• **Supplied data**:

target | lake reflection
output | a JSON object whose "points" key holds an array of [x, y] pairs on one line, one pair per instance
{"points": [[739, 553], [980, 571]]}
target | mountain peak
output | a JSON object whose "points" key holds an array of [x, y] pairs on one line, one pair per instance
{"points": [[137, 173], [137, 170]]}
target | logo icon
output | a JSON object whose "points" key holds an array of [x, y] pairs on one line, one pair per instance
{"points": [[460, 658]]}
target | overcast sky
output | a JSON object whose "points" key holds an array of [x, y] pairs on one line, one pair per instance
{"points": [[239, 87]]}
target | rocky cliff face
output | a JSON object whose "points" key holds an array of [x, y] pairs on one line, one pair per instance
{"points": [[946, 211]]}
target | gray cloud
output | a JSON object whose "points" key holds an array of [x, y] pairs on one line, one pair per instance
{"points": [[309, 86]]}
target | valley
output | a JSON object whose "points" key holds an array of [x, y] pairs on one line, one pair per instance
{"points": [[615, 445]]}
---
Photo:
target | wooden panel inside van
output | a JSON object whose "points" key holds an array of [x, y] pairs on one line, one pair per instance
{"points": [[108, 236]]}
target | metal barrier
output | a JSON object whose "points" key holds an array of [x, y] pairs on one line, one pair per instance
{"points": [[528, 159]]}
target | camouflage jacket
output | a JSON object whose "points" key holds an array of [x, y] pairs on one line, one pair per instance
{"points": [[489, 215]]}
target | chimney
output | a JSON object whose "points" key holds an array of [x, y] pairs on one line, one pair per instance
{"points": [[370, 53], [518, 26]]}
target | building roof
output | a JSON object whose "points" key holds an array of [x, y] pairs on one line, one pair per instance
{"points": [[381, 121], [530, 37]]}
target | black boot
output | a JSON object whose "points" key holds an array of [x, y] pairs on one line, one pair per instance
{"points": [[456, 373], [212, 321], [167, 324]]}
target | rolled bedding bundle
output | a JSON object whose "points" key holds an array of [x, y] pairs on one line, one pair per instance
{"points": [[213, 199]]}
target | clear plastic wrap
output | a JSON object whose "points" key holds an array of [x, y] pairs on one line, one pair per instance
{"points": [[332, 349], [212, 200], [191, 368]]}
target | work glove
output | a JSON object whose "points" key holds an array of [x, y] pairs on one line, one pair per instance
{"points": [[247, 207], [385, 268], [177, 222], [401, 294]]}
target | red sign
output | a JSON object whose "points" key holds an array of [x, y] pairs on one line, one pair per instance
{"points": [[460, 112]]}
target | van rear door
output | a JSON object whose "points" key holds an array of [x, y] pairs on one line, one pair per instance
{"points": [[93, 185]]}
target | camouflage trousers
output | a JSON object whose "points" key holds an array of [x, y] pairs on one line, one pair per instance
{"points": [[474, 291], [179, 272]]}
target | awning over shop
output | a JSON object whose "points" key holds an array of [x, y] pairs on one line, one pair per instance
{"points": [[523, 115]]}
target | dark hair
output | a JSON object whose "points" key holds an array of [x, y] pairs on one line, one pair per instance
...
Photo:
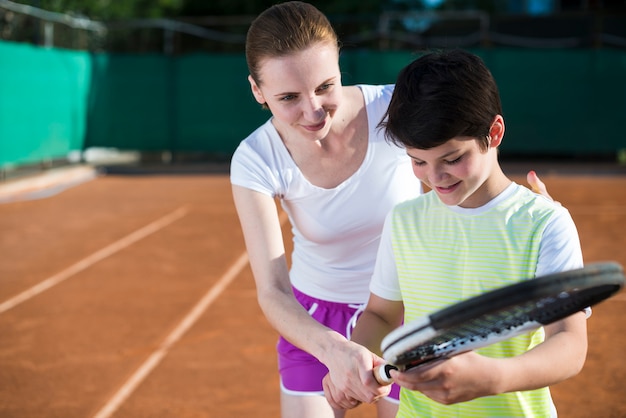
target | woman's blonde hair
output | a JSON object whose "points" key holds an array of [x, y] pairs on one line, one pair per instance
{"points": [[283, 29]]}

• **Your goal**: Pick out every line of the records above that contains the word "hair", and copy each of those lines; case counts.

• **Result of the exercise**:
target | dark hair
target | woman's blonde hair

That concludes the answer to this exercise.